### 本题要求
把题解中的这句话译成英文:"线段树上每一个结点维护对应区间的最左端极长段乘积,最右端极长段乘积和其他极长段乘积之和。"

### 所给摘录
◆ ◆ ◆ ◆

LG5608 [Ynoi2013] 文化课

发布于 2021-08-13  3.69k 次阅读


题目链接

题目大意

现在有一个数字序列 ${a_1,~a_2,\dots,~a_n}$ 和一个运算符序列 ${p_1,~p_2,\dots,~a_{n-1}}$。

定义 $w(l,~r)$ 表示 $a_l~p_l~a_{l+1}~p_{l+1}~\dots~a_{r-1}~p_{r-1}~a_r$ 对 $10^9+7$ 取模后的结果。

现有 $m$ 个操作:

  • 将 $a_l \sim a_r$ 修改为 $x$。
  • 将 $p_l \sim p_r$ 修改为 $x$。
  • 求 $w(l,~r)$ 的值。

$1 \le n,~m \le 10^5,~1 \le a_i < 2^{32},~p_i \in {+,~\times}$

分析

考虑我们如何暴力计算 $w(l,~r)$,我们会先将 $[l,~r]$ 区间切分为若干满足每段内所有符号均为 $\times$ 的极长段。如 $1+3\times5\times7+9\times11$ 将被分割为 $[1],~[3,~5,~7],~[9,~11]$。分割完后我们对每个极长段求出段内乘积,再将所有段的结果加起来即为我们所求的 $w(l,~r)$。

先考虑没有修改操作只有查询操作的情况,对于每一个查询区间我们需要知道区间内所有极长段的乘积之和,容易想到使用线段树维护。线段树上每一个结点维护对应区间的最左端极长段乘积,最右端极长段乘积和其他极长段乘积之和。合并两个区间信息时判断左结点的最右端极长段与右结点的最左端极长段是否能够连接即可。

考虑加入 1 操作,对 $a$ 序列的区间修改操作在线段树上体现为对 $O(\log n)$ 个区间的整段修改操作。我们发现对于一个线段树结点,当他对应的区间被整段修改后其所有极长段左右端点均没有发生变化,而所有极长段的段内乘积会发生改变。我们考虑对于每个节点维护一个桶维护其所有非最左端也非最右端的极长段长度,在将该节点整段修改为 $x$ 时只需要将答案更新为 $\sum_{i} x^{i} \times midLen[i]$ 即可。同时我们也需要记录最左端极长段长度和最右端极长段长度,这样在合并线段树结点信息时即可将左结点的最右端极长段与右结点的最左端极长段合并后构成的新极长段长度加入桶中。

考虑加入 2 操作,同样我们也可以将对 $p$ 序列的区间修改在线段树上体现为对 $O(\log n)$ 个区间的整段修改操作。由于修改为 $+$ 和修改为 $\times$ 的情况不同,我们分开讨论:

  • 整段修改为 $+$: 修改后该区间内会产生 $len$ 个长为 $1$ 的极长段,$ans$ 将变为 $\sum_{i=l+1}^{r-1} a_i$。为此对每个节点我们维护整段元素和以快速维护此修改操作。
  • 整段修改为 $\times$: 修改后该区间内会产生 $1$ 个长为 $len$ 的极长段,此时该极长段的乘积为 $\prod_{i=l}^{r} a_i$。为此对每个节点我们维护整段元素乘积以快速维护此修改操作。

在线段树上维护上述所有信息即可,此时时间复杂度为 $O(n \times \log n + m \times n \times \log n)$,空间复杂度为 $O(n \times \log n)$。时间复杂度与空间复杂度均无法通过此题。

◆ ◆ ◆ ◆

### 所给数据

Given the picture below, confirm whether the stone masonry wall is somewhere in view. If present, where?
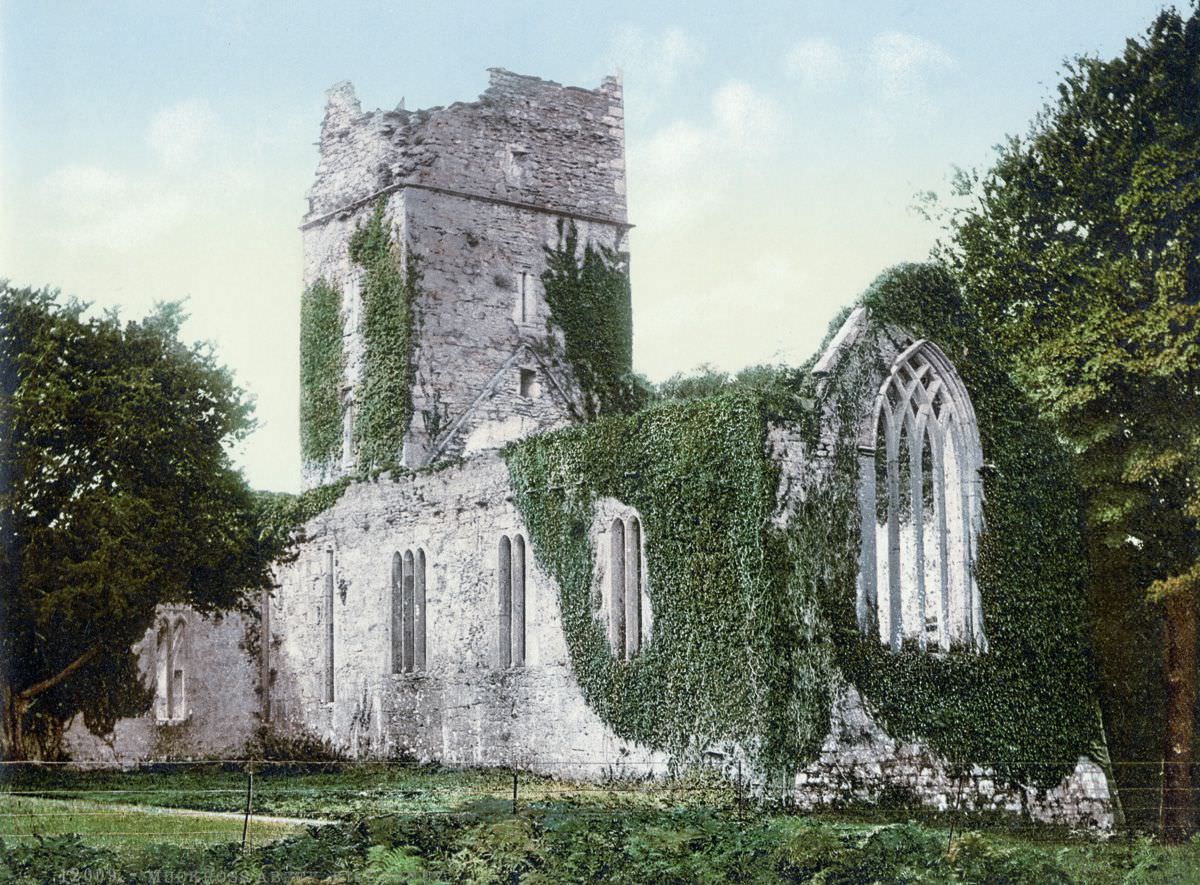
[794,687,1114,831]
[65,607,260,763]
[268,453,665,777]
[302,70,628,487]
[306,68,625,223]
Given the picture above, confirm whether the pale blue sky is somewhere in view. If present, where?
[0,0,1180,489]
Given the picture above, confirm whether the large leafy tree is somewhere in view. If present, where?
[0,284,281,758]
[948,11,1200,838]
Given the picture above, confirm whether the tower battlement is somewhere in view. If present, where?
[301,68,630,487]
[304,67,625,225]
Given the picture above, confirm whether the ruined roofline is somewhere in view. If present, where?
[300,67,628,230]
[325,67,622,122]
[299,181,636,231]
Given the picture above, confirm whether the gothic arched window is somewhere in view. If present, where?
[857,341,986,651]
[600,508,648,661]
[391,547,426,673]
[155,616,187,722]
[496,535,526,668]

◆ ◆ ◆ ◆

### 书面回答
Each node of the segment tree maintains, for its corresponding interval, the product of the leftmost maximal segment, the product of the rightmost maximal segment, and the sum of the products of the other maximal segments.